REVIEW: Fate Worse Than Death – The Death of Innocence [2015]
Artist: Fate Worse Than Death
Album: The Death of Innocence
You’ve heard the saying “what doesn’t kill you makes you stronger,” right? Of course you have—and so far in your life it’s probably been true. But what happens when you’re proven wrong? What happens when the things that don’t kill you just leave you begging for death? Imagine an unbelievable weight crashing down on your shoulders—your spine condensing, caught in a war between a murderous mass on your back and gravity beneath your feet. Imagine concrete flooding your lungs, backing up your larynx and expanding, splitting every square inch of flesh.
If these things seem like too much to bear, then you’re better off staying far away from Fate Worse Than Death. These Massachusetts murderers are back for blood with their latest full-length offering, The Death of Innocence. In a word, this crushing quintet are remorseless—as The Death of Innocence is over a half an hour of uncompromising brutality and raunchy, ruthless lyricism that will scald the listener’s ears and scorch their brain. If you’ve been looking for a catchy, cunning deathcore release so heavy it will make you beg for death, look no further—you’ve found it.
Fate Worse Than Death know no subtlety—they are not a blade slyly slid between your ribs or into your spine, they are a wrecking ball demolishing everything you hold dear, as well as the arsonist that burns the wreckage to dust. The Death of Innocence is more than just an end to childish naivety, but rather, the end of life as you know it. Maturing from the brash and belligerent sound in their previous full-length, Fate Worse Than Death provide a slightly more polished and technically savvy take on their tremendously aggressive sound, beginning with percussionist Tyler Morrow. Morrow is a monster behind the kit, fluent in flashy, furious fills (heard abundantly in “Narcissist” or “There is Too Much Fear) and solid, steady patterns that are used to build towering monoliths of hardcore-tinted brutality (think “Too Brutal for Bloomfield”). The latter lets Morrow work hand-in-hand with bassist Aaron Frotten to flatten out a beefy, bone-busting low-end that serves as an enormous majority of The Death of Innocence. Rarely do Fate Worse Than Death rise from the murky, gritty pools of dissonance they spill atop the listener’s head—but when they do, they meet with resounding success. Rare moments like those heard in the groove at the tail-end of “Victimizer” or the introduction to “P.O.V. Kind of Life” showcases a newfound diversity in the otherwise sinister and cutthroat styles of guitarists Matt Morin and Scott Ferguson. Morin and Ferguson spend a majority of their time swinging at the listener’s head like twin sledgehammers, sending deep, sprawling splits across the listener’s skull with each ruthless breakdown and organ-melting slam. However, rare moments of groove and riff throughout The Death of Innocence showcase growth in the ranks of Fate Worse Than Death—even if their “growth” is simply just finding more insidious and unthought of ways to eviscerate the listener.

**PROBLEMS TO WORK ON:**
(a) Name each band member the album review mentions, along with the instrument or role it gives that person.
(b) Pick up the album review after its final sentence and carry it forward in the same voice.
The lines that come next are separate material and have no connection to the album review.

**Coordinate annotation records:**
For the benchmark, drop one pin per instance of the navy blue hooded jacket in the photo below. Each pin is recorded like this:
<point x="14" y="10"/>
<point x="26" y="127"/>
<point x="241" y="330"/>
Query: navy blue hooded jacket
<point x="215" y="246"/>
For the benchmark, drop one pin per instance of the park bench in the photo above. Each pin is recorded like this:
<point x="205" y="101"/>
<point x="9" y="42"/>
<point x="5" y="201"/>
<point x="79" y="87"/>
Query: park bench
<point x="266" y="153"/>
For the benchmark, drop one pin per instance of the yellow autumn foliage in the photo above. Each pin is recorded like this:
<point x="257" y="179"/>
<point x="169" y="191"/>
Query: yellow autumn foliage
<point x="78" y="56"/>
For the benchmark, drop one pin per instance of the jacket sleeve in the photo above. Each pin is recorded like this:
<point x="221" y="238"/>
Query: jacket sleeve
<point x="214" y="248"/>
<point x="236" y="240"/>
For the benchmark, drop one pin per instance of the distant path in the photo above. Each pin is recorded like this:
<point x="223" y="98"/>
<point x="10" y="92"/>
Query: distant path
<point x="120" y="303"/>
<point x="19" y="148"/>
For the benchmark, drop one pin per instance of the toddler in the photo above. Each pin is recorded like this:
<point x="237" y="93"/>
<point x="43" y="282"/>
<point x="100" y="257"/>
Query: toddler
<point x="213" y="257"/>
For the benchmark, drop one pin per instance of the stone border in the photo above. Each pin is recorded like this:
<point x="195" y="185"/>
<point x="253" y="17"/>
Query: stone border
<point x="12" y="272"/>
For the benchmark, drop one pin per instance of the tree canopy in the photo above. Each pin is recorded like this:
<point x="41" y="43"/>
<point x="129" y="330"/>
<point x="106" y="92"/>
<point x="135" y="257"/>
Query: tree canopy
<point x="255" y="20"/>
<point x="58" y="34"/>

**PER-TASK OUTPUTS:**
(a) Tyler Morrow, percussionist (drums); Aaron Frotten, bassist; Matt Morin, guitarist; Scott Ferguson, guitarist.

(b)
Fate Worse Than Death’s instrumentation alone is chill-inducingly eerie at best—at worse, it will tear the skin clean from your flesh. However, the truly unbelievable evil to be heard on The Death of Innocence stems from the band’s frontman, Ray Ouellette. Ouellette is a preacher of putridity, pestilence and pure misanthropy—nothing less, nothing more. Every lyric spat on The Death of Innocence does just that—strip the rosy lenses of youthful living from the listener’s eyes and replace them with rank, volatile acid. “Narcissistic” is perhaps the greatest example of Ouellette’s onslaught of lyrical hatred, with a rant that starts with “I can’t stick my dick in your college degree” and ends in a rip-roaring, cruel-but-chuckle-worthy “Fuck your selfies.” However fearsome and furious his lyrics may be, his vocals are even more so—with highs and mid-range yells that sound like Frankie Palmeri in his 2006-2008 peak, and gurgling lows that would fit in a Black Tongue release, Ouellette’s lyrically lurid nature is delivered perfectly with a plethora of punishing, abrasive vocal techniques.
If you’re imagining a hate-filled experience that would make the likes of contemporary deathcore acts shudder, then you’re beginning to get the picture. Not only have Fate Worse Than Death outdone other artists in their violent, visceral niche, but they have trumped even their own previous releases—as The Death of Innocence outdoes The Worst Things In Life… by strides. While the band’s latest album is still an aggressive, armed-to-the-teeth amalgam of bone-busting breakdowns, it features better flow, occasional hints at high(er) fretted technicality and grooves gutwrenching enough it feels as though there’s a worm wriggling in the listener’s ears and winding down into their colon. Shrill, sinister and skin-peeling, Fate Worse Than Death’s The Death of Innocence is a combination of quick stabs and slices paired with slow, sizzling burns that will take away the last ounce of joy the listener has, replacing it with nothing but thoughts of the end.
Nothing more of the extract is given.